What to work on> Only reproduce the lines from the line containing "Query: yellow crane" onward, exactly, through the final line of the data below.

Records to process>
----------------------------------------
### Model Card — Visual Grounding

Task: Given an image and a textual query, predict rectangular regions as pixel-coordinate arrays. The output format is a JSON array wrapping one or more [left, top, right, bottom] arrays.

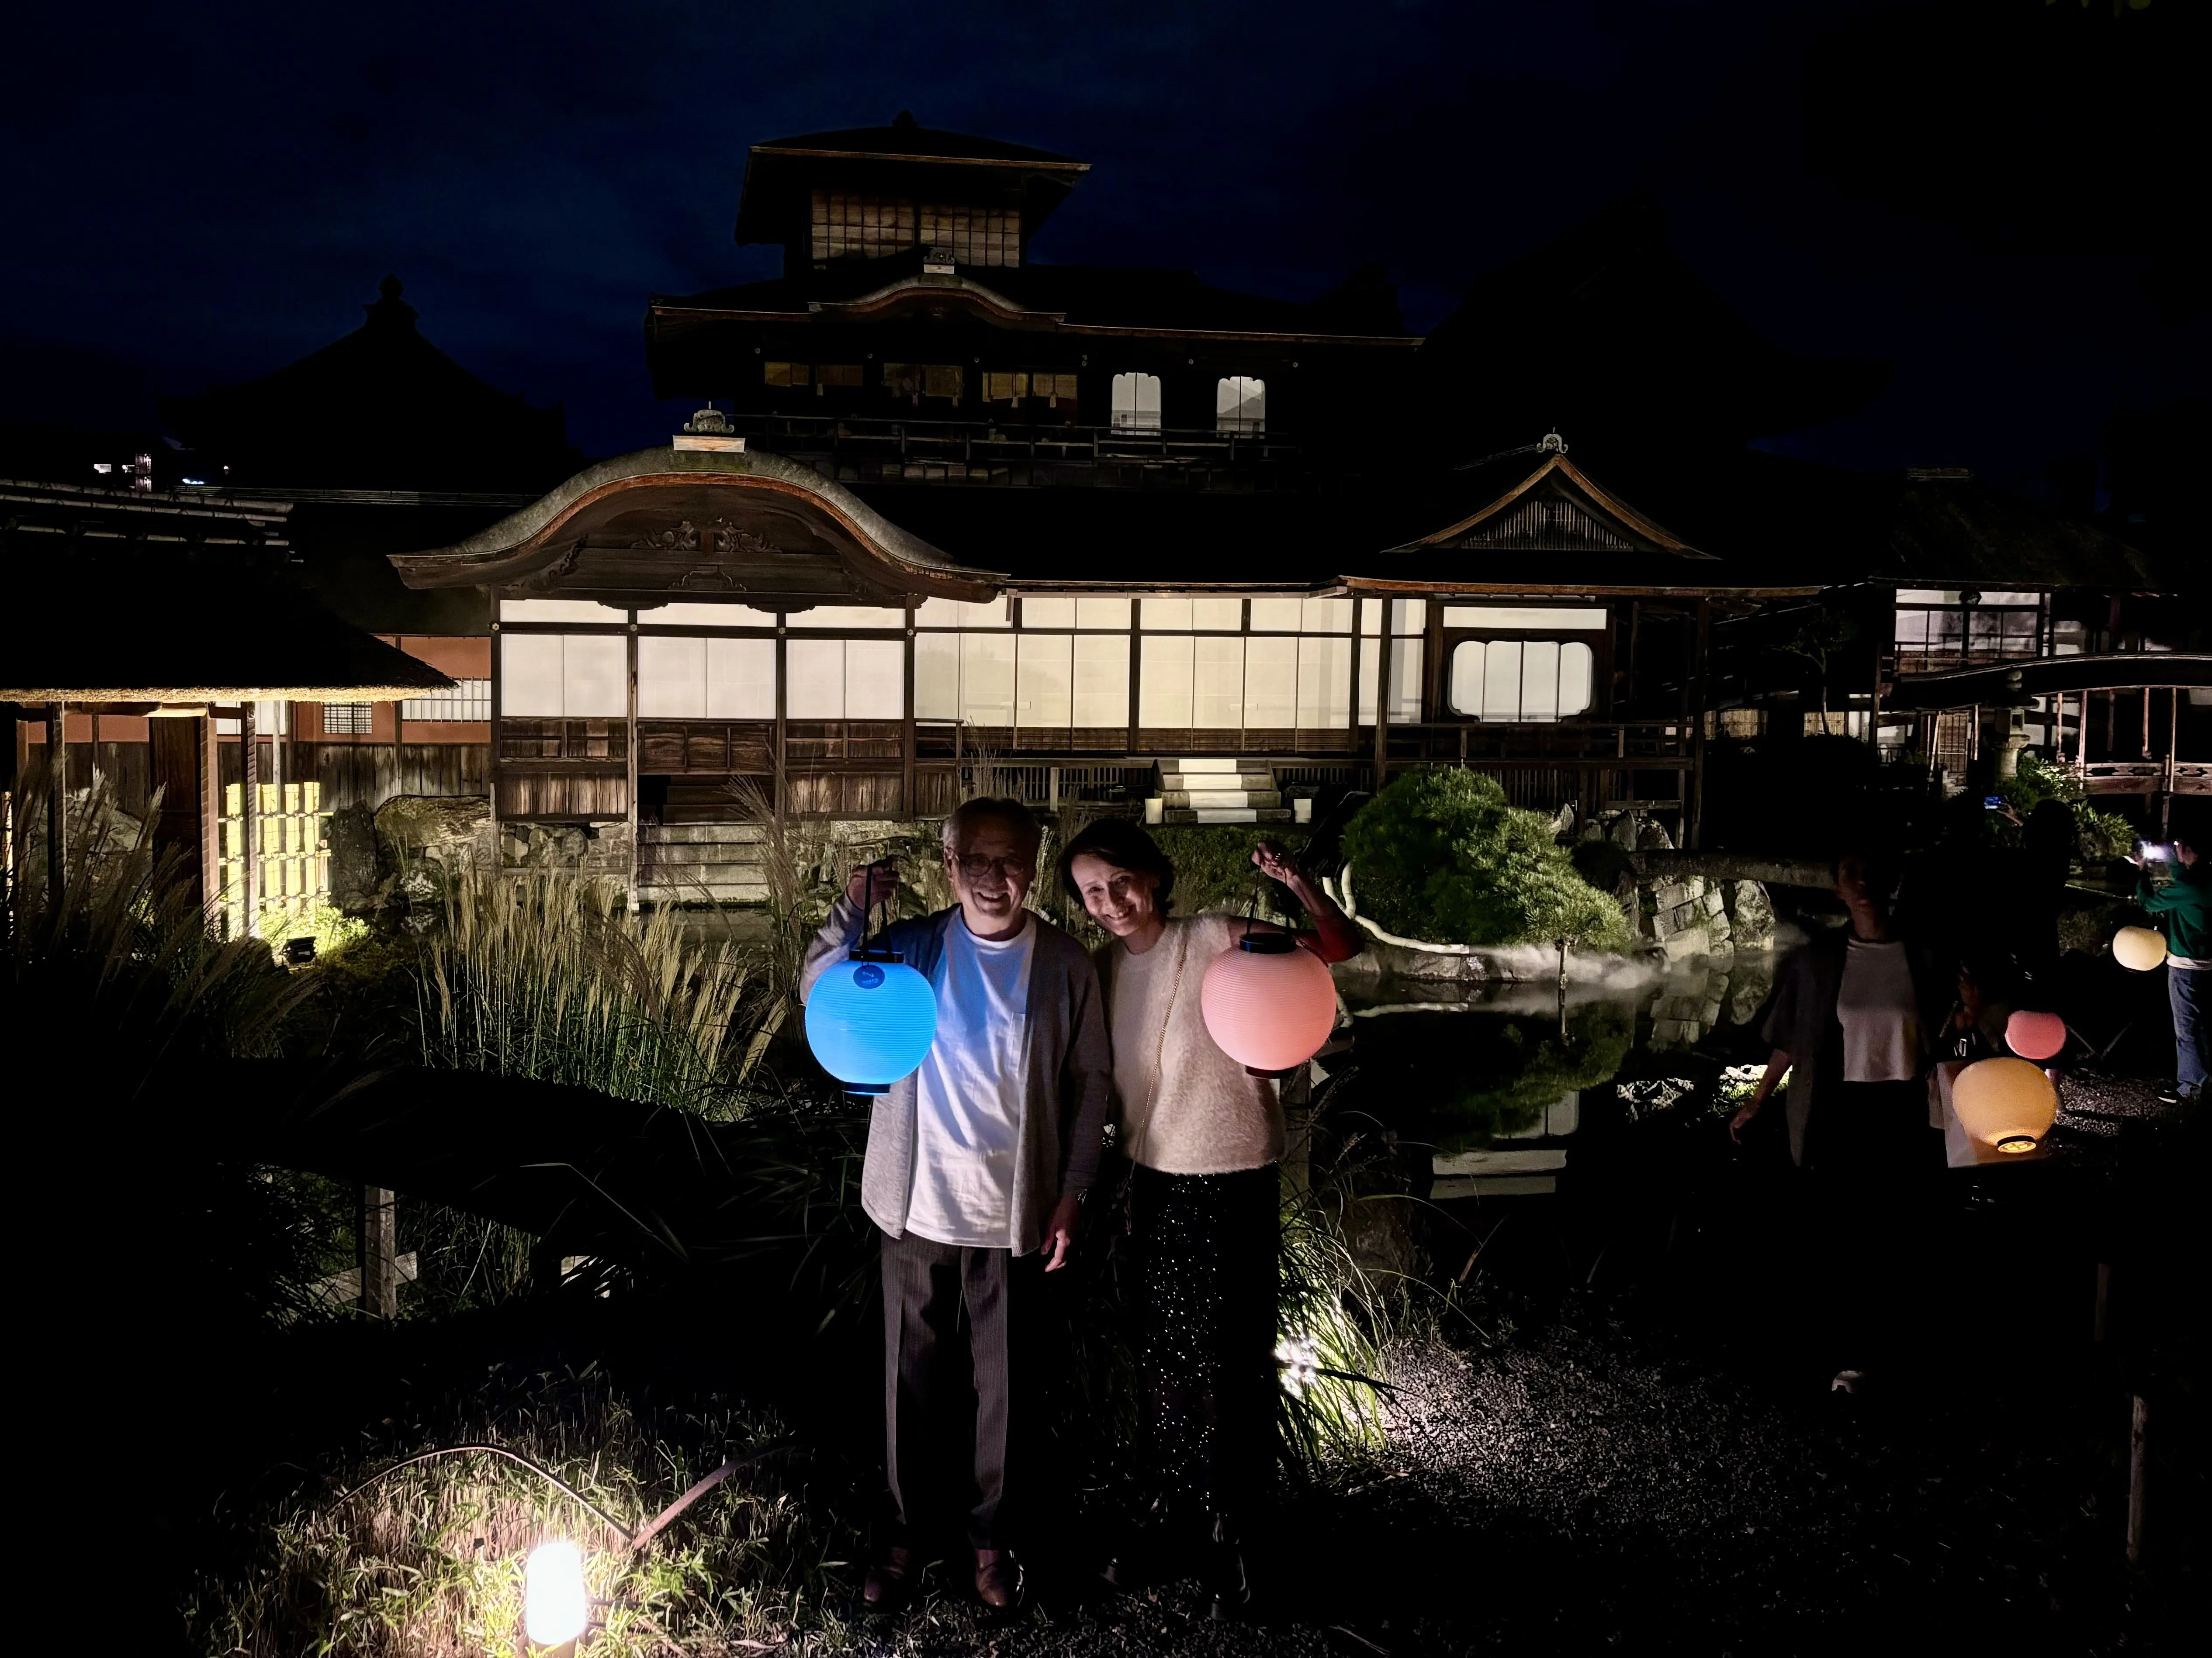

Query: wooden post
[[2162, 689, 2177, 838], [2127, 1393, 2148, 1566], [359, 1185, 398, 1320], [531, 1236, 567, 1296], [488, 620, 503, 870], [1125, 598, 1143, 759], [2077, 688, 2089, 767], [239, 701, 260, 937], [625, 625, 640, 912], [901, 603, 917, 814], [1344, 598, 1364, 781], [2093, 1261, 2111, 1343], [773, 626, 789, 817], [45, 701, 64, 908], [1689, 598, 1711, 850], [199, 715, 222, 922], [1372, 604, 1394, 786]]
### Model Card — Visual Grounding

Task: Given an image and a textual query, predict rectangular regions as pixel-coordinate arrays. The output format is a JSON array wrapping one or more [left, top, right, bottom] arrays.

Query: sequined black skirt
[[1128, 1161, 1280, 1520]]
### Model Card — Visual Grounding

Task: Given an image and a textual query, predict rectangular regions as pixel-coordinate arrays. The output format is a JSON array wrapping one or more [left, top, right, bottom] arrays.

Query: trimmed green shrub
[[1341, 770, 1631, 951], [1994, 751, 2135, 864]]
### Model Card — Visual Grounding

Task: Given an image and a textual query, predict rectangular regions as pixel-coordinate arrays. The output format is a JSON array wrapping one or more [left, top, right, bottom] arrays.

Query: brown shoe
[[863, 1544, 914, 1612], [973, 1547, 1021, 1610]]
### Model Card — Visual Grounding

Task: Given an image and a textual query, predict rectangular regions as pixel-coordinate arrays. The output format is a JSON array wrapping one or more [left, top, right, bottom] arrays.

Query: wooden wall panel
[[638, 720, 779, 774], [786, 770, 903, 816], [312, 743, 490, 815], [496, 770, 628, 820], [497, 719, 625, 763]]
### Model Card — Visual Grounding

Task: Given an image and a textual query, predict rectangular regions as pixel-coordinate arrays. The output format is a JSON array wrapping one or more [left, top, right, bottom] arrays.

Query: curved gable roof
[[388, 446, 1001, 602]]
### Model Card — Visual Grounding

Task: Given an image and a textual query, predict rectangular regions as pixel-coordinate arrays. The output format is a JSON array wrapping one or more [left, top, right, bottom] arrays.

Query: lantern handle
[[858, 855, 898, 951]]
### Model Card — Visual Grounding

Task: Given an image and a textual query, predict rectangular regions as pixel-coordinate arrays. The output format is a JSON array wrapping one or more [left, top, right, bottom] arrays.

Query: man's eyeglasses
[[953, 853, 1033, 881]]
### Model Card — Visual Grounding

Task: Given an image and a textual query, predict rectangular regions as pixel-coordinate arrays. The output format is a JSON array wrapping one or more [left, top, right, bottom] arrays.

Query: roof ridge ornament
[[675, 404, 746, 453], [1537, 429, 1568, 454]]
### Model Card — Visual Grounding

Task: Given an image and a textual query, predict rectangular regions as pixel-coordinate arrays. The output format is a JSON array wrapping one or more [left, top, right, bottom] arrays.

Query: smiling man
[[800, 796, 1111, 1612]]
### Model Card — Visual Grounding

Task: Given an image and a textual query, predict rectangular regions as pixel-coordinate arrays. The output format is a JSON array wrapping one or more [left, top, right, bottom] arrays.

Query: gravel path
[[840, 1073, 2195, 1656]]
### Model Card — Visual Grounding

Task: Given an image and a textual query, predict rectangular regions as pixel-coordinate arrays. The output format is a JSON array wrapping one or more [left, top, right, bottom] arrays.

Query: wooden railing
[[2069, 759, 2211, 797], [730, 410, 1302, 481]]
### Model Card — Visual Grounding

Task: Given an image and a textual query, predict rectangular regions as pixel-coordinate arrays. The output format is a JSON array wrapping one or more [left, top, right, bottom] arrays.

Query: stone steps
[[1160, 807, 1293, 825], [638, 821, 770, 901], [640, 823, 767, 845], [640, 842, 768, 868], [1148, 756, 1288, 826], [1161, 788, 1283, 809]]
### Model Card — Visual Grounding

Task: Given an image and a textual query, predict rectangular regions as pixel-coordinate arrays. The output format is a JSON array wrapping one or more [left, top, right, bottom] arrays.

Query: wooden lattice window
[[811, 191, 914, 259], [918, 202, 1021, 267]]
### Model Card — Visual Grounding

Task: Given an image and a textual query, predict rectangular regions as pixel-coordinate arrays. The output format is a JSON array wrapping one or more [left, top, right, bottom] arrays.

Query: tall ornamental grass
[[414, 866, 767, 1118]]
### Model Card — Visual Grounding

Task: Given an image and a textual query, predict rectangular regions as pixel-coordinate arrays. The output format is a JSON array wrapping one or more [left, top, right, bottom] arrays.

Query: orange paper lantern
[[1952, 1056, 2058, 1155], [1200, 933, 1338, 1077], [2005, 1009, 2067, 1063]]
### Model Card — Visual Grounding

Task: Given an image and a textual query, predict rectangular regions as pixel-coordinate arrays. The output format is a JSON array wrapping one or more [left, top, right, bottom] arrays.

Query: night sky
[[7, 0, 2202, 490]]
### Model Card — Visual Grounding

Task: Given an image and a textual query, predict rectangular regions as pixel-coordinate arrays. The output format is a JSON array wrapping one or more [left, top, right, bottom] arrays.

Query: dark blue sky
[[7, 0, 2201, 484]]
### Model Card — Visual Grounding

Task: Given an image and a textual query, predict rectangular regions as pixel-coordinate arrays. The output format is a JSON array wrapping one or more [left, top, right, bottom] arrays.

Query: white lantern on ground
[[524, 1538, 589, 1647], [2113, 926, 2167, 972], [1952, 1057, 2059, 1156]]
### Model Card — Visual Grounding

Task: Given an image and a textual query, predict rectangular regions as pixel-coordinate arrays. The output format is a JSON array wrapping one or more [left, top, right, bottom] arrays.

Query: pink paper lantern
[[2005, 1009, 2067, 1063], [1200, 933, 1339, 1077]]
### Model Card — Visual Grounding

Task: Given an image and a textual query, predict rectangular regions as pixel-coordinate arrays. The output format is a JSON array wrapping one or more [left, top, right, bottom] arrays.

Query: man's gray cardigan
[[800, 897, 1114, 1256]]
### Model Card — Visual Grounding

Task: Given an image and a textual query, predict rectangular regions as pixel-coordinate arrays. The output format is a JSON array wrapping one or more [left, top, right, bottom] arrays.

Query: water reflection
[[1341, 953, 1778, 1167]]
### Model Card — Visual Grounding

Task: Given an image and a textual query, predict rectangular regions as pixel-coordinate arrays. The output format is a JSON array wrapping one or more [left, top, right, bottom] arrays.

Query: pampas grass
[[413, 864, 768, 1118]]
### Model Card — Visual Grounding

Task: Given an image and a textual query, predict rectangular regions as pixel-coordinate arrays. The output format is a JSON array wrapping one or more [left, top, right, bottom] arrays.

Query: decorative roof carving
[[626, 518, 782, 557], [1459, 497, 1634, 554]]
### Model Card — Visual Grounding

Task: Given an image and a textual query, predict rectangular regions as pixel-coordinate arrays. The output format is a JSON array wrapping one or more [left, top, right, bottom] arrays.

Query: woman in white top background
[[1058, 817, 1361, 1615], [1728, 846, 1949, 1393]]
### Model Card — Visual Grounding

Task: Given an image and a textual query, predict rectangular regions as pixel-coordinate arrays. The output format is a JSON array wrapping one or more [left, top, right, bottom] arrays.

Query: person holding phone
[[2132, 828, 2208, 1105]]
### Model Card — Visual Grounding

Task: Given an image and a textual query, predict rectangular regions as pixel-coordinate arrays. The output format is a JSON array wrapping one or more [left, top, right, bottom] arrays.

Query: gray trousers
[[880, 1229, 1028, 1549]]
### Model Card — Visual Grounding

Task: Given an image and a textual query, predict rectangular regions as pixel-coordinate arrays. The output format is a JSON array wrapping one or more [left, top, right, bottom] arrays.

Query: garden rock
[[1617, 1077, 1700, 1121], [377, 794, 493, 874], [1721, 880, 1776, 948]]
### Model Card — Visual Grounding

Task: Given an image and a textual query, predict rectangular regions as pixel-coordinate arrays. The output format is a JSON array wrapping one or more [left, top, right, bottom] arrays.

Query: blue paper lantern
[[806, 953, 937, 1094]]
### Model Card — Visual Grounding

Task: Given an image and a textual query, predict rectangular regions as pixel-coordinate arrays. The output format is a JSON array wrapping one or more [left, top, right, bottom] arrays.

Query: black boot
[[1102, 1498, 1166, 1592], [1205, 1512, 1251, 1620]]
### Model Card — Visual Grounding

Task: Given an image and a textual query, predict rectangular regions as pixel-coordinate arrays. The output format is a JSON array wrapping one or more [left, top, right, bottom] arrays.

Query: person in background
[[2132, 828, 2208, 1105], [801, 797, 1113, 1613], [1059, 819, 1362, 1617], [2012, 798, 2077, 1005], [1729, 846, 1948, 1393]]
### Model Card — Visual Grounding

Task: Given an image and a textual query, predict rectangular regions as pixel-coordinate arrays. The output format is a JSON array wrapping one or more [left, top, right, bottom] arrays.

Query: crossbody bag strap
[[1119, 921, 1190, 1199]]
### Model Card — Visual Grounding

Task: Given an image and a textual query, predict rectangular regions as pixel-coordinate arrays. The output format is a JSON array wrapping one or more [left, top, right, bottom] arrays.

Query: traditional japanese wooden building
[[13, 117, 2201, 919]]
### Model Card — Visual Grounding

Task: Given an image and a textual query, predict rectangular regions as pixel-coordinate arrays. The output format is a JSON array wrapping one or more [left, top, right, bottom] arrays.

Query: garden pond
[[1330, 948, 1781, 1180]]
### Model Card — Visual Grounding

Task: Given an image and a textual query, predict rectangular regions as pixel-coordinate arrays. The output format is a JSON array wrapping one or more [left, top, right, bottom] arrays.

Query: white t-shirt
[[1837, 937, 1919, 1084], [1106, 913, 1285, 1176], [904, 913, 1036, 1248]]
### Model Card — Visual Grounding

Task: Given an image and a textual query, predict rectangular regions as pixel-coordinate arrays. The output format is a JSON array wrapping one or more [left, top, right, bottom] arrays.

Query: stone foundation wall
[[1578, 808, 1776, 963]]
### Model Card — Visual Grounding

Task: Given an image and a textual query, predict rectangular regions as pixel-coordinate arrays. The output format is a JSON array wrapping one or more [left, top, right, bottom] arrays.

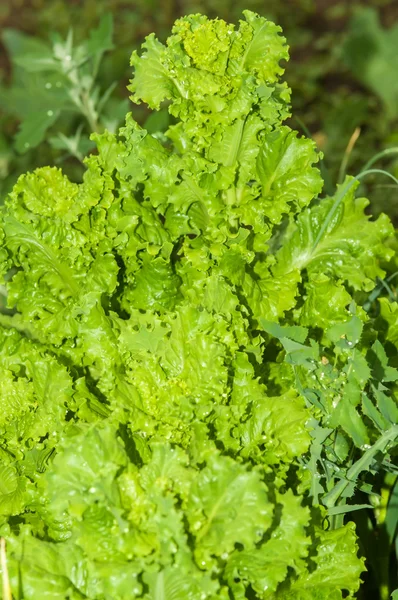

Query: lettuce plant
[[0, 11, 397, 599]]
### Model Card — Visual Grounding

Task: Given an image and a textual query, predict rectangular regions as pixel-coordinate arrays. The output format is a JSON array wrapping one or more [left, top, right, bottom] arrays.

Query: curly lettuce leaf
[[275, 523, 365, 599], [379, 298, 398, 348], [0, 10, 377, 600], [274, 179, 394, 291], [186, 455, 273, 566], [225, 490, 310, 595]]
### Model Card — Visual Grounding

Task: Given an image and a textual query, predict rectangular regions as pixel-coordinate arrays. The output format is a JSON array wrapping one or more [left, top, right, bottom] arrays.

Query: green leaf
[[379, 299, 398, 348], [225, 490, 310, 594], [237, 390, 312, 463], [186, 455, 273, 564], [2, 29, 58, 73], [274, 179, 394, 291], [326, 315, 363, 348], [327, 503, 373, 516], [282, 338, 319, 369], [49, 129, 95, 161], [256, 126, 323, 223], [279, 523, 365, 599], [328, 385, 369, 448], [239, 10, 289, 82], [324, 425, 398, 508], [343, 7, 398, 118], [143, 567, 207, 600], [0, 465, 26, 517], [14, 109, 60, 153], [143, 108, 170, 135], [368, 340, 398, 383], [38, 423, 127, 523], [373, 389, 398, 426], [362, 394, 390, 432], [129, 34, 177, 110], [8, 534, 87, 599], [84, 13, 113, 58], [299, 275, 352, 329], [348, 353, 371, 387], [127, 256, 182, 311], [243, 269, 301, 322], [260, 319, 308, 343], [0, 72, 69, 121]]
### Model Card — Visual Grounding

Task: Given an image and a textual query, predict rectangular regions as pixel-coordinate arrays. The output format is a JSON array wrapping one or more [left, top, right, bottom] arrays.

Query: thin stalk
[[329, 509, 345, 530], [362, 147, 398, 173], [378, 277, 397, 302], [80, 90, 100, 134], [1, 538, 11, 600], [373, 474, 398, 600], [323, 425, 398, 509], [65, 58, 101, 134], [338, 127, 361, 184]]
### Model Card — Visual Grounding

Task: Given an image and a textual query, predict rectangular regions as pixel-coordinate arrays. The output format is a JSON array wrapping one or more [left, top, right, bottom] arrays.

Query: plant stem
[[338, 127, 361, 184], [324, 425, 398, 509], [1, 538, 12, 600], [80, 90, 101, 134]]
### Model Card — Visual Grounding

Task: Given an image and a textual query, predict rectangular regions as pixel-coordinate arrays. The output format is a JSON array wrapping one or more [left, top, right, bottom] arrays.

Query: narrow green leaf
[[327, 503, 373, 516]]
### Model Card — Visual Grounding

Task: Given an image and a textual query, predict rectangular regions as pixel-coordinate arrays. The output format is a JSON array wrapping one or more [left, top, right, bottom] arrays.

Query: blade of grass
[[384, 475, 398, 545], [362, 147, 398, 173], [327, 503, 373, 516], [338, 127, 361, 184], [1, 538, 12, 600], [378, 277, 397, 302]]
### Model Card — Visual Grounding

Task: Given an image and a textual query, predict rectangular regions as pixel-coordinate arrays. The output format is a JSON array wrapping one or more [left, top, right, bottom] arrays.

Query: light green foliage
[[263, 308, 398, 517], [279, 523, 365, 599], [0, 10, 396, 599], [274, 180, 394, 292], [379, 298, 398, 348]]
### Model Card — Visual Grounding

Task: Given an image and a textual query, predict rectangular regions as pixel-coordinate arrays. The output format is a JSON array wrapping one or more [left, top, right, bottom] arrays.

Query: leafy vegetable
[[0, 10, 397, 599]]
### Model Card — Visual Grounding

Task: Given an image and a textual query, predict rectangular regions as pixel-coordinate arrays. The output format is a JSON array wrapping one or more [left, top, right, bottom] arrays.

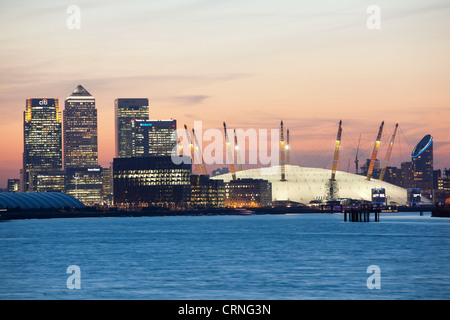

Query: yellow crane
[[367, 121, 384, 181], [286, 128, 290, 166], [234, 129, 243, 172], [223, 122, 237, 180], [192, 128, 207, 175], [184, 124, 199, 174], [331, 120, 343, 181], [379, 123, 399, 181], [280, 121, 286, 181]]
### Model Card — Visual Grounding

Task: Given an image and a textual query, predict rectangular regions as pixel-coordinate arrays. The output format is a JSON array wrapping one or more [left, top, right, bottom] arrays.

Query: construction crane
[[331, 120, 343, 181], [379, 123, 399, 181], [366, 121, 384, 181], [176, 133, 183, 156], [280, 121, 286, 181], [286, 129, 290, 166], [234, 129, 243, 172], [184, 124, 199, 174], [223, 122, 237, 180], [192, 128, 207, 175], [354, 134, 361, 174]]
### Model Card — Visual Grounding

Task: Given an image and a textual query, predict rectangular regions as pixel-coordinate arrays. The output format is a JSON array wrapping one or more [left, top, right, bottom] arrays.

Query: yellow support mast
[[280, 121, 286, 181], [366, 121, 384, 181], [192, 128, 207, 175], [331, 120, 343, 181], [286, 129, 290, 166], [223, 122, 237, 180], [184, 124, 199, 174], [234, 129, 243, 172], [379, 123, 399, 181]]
----------------------------------------
Task solution>
Query: yellow crane
[[367, 121, 384, 181], [286, 128, 290, 166], [234, 129, 243, 172], [223, 122, 237, 180], [192, 128, 207, 175], [184, 124, 199, 174], [331, 120, 343, 181], [379, 123, 399, 181], [280, 121, 286, 181]]
### Model Card — Visual Grounding

Task: Given an image and a textual query, predict rectangular regions as pixel-coordinate arrays. The output format is a JSON array wrapping one or more [left, top, right, bottom] arrays.

Query: construction crane
[[331, 120, 343, 181], [379, 123, 399, 181], [366, 121, 384, 181], [176, 133, 183, 156], [280, 121, 286, 181], [286, 129, 290, 166], [234, 129, 243, 172], [184, 124, 199, 174], [223, 122, 237, 180], [192, 128, 207, 175], [354, 134, 361, 174]]
### Model Card — Visual Grounding

Task: Given an image and a textual query, predict rectangular regions as pixel-coordinate arrays. The output format is a JSON array wrapping one or more [left, top, right, bottom] arrays.

Query: yellow support mast
[[280, 121, 286, 181], [366, 121, 384, 181], [192, 128, 207, 175], [331, 120, 343, 181], [286, 129, 290, 166], [223, 122, 237, 180], [184, 124, 199, 174], [234, 129, 243, 172], [379, 123, 399, 181]]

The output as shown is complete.